Given problem: In the stretch from the start of the records through the line containing "503 342 L 503", substitute "object" for "instance" and write those lines out again with nothing else changed.

Stored data
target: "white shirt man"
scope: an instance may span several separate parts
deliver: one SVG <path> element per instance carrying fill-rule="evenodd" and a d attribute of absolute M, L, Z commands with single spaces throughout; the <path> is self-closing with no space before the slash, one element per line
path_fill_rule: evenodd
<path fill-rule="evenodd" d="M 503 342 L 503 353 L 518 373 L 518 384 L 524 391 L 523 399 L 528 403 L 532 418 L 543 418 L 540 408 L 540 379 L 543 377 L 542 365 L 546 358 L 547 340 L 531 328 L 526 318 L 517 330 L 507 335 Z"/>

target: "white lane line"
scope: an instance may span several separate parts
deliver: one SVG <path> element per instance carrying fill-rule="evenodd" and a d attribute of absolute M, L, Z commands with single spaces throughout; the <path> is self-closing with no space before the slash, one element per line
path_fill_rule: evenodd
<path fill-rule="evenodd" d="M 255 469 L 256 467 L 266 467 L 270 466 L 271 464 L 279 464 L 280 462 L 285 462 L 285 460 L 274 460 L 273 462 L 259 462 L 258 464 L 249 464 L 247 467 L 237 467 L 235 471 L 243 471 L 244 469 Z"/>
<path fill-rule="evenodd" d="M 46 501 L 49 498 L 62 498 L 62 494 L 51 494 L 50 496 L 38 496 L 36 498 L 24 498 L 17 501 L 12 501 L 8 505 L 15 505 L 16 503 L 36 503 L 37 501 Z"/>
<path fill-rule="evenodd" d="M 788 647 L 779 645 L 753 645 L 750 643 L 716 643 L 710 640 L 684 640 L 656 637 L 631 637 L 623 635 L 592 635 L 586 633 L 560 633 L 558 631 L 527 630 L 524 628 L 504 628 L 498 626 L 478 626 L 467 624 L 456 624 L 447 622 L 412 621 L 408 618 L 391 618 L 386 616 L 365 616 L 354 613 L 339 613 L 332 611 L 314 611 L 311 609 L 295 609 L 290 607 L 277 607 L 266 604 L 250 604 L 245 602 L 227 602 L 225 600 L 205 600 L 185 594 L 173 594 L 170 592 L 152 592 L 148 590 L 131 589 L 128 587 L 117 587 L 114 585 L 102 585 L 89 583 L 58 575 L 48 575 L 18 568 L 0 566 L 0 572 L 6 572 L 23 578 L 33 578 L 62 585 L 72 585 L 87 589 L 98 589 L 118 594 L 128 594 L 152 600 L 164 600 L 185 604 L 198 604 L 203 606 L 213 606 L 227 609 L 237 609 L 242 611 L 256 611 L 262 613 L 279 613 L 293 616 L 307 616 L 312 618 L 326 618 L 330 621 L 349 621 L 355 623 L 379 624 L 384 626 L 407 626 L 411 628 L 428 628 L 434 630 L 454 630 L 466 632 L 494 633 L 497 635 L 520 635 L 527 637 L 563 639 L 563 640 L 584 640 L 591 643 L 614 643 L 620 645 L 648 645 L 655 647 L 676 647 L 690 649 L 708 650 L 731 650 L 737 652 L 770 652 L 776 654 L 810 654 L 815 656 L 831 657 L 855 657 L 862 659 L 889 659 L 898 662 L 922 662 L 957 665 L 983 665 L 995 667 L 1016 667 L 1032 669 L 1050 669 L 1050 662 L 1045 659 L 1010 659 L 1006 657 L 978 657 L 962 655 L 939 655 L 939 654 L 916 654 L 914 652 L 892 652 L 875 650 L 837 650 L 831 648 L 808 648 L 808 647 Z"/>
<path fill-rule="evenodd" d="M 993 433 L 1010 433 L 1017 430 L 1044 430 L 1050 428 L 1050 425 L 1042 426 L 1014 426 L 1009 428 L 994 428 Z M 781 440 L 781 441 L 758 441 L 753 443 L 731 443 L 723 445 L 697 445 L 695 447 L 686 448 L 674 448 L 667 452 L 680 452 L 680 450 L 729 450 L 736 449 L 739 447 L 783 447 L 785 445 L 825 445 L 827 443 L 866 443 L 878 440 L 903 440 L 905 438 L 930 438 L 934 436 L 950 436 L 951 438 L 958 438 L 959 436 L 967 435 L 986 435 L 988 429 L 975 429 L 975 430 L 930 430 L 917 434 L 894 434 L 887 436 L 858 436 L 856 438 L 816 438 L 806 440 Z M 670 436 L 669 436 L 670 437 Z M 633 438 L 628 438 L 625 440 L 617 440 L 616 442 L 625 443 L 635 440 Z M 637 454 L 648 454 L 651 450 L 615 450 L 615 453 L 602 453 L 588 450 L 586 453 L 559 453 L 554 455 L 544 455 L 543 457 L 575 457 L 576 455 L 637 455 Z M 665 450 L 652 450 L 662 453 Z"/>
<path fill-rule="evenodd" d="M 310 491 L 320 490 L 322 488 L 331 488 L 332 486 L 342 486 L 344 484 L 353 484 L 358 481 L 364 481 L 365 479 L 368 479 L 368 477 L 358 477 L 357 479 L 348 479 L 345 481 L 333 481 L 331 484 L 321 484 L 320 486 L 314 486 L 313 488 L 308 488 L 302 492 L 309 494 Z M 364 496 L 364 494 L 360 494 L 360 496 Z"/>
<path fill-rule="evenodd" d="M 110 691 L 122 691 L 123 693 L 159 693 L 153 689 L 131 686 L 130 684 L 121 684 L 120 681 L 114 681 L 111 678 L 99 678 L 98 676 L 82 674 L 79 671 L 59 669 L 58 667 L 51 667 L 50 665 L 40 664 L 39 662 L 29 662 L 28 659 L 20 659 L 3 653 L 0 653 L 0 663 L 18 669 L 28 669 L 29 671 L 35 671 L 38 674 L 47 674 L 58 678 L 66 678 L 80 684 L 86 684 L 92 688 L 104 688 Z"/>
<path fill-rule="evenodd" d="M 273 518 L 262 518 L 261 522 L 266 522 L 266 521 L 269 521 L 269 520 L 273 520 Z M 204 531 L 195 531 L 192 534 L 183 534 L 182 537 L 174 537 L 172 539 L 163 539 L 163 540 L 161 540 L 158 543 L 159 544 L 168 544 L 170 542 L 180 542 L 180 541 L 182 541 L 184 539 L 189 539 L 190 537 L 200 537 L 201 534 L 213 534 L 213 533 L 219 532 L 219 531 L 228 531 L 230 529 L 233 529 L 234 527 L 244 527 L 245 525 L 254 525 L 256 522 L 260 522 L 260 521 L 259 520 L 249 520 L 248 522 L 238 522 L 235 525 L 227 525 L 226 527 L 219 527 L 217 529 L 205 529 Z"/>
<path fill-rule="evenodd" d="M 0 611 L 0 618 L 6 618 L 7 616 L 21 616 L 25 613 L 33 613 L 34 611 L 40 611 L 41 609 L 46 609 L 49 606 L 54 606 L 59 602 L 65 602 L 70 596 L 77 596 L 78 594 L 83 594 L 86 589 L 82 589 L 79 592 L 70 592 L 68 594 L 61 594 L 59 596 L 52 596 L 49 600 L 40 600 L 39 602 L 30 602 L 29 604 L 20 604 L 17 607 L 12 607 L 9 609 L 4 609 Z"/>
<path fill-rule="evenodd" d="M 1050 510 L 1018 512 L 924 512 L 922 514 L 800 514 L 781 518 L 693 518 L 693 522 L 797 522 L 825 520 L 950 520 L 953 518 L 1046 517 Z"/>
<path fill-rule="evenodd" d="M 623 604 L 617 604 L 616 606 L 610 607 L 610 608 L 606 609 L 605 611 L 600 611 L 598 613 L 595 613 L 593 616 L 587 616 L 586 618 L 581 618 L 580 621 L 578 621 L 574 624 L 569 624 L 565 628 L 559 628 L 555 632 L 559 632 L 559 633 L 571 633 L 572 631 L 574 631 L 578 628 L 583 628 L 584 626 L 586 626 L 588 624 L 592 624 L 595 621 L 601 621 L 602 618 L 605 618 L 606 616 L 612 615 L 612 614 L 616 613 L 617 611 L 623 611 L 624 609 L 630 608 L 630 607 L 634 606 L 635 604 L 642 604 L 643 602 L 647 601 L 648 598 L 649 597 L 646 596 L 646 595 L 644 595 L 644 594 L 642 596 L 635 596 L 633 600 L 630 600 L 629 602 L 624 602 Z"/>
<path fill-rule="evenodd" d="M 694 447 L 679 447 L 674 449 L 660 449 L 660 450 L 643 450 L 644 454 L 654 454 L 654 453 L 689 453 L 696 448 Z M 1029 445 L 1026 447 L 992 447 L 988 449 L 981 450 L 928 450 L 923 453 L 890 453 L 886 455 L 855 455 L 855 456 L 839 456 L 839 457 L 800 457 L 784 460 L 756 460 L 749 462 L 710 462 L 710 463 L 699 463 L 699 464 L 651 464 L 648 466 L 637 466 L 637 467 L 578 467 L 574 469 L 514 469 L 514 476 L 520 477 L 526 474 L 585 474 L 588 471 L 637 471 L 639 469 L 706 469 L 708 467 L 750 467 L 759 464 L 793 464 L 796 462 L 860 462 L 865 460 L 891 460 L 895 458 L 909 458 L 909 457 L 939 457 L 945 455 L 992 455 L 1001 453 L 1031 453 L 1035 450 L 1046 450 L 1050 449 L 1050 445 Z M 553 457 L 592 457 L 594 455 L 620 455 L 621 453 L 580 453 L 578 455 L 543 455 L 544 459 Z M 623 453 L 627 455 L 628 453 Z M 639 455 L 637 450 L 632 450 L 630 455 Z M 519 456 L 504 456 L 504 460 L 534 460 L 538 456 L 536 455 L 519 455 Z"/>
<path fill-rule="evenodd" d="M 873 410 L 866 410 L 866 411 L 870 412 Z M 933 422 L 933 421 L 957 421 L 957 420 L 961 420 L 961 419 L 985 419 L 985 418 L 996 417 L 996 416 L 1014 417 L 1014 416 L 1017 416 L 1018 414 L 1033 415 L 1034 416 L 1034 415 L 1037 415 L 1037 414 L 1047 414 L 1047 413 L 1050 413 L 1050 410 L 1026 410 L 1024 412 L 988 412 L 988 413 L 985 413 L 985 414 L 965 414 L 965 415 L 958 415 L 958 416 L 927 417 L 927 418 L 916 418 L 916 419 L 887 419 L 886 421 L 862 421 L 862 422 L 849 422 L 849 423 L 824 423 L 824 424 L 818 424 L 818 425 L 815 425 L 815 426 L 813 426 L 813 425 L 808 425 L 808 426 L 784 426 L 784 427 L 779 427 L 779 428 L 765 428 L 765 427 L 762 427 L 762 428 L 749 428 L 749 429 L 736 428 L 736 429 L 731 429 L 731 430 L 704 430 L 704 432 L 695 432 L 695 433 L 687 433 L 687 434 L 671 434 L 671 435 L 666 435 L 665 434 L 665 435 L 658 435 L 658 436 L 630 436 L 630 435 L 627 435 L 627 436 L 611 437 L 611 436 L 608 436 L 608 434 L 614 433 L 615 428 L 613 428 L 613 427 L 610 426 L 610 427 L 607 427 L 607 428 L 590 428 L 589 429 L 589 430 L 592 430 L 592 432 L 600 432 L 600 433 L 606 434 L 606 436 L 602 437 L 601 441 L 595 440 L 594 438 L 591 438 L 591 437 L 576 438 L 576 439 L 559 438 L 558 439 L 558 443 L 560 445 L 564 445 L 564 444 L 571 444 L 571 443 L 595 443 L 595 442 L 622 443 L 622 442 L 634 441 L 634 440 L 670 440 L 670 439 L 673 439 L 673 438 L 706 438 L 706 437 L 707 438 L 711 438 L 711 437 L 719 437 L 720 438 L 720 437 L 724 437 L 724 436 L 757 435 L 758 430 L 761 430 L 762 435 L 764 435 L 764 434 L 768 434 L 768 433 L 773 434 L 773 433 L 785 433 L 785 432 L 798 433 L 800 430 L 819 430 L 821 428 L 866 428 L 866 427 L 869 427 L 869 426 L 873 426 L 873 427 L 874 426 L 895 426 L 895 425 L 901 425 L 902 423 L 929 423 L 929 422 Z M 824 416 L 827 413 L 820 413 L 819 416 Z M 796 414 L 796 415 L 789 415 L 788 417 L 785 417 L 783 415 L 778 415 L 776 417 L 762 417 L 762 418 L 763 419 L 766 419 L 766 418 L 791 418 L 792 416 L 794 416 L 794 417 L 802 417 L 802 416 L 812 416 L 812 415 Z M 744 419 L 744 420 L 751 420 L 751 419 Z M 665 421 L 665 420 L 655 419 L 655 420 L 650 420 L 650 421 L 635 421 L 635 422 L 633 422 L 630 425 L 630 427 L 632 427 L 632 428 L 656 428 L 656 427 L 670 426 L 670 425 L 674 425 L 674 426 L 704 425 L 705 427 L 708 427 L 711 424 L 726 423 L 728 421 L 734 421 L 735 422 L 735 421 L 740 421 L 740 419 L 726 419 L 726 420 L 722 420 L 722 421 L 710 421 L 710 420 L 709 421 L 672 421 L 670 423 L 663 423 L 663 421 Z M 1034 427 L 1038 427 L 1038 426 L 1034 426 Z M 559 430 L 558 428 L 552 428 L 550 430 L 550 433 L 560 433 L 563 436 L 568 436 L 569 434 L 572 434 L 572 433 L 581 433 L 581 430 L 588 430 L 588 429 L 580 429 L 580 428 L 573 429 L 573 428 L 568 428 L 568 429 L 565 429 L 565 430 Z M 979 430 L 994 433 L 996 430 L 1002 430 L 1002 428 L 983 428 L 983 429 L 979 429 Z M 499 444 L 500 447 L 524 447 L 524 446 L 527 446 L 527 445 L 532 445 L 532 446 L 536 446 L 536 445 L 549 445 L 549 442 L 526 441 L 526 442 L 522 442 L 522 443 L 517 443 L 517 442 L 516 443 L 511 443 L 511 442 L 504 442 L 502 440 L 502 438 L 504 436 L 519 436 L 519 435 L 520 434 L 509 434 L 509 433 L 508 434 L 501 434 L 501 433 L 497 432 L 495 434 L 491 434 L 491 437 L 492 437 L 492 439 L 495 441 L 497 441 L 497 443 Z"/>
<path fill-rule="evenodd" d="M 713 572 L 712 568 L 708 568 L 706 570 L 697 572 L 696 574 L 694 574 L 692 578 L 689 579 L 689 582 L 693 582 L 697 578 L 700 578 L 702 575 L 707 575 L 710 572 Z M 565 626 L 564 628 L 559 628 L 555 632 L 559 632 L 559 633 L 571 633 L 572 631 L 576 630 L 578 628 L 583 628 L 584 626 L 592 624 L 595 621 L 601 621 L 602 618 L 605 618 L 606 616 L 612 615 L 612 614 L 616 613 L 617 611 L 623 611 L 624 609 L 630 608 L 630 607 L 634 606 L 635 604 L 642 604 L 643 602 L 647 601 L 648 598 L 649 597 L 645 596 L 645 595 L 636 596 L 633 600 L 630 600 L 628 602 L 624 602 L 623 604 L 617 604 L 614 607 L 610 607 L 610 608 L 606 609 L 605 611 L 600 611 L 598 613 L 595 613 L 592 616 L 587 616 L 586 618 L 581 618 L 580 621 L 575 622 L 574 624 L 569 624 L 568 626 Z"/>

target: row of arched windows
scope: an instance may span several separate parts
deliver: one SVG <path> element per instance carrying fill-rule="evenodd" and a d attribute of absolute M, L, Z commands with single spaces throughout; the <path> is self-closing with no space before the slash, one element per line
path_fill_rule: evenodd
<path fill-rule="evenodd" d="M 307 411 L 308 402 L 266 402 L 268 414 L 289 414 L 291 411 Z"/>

Task result:
target: "white shirt man"
scope: an object may span several separate parts
deliver: one SVG <path> element per object carrying fill-rule="evenodd" and a d attribute of absolute M, L, Z commands with single spaces throughout; the <path> is self-closing with no space before the slash, one element per line
path_fill_rule: evenodd
<path fill-rule="evenodd" d="M 503 342 L 503 353 L 518 373 L 518 384 L 524 391 L 523 399 L 528 403 L 532 418 L 543 418 L 540 408 L 540 379 L 543 377 L 542 365 L 546 358 L 547 340 L 531 328 L 526 318 L 517 330 L 507 335 Z"/>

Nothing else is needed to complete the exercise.